*WRITTEN REQUEST*: Pick out and copy each line in the entries below that contains the string "marker". Case counts when matching.

*EXTRACTED INFORMATION*:
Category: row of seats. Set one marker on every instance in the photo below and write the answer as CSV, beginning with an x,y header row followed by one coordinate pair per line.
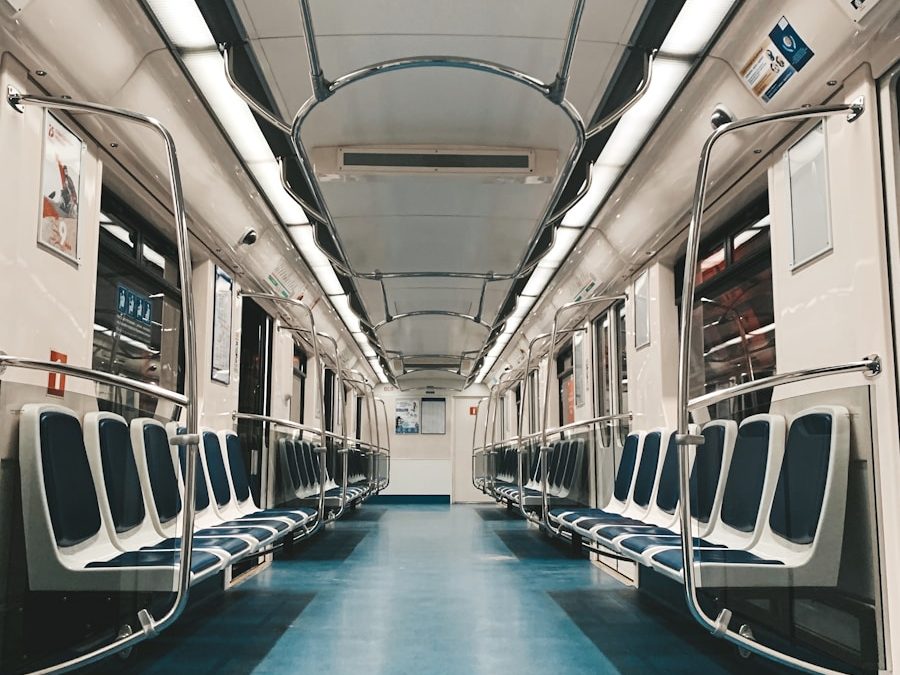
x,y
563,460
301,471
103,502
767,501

---

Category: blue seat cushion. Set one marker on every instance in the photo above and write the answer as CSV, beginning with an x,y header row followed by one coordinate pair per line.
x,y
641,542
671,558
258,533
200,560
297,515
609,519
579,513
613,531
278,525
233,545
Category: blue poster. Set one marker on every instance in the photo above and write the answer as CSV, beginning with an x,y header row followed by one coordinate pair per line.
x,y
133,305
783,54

*RESULT OF THIS EXERCISE*:
Category: row of seats. Set one marker on every instance in the photo below and write the answer as CSV, beginning with an x,y header row followed by one coordinate pair per line.
Category: blue seat cushion. Set one marker on every instance in the photo above and write the answer as CSV, beginning with an x,y header row followed by one coordinate pair per line.
Category: blue poster. Set one marker on every instance in the photo above and write the answer as CSV, beginning with an x,y header row followed by one coordinate pair per line.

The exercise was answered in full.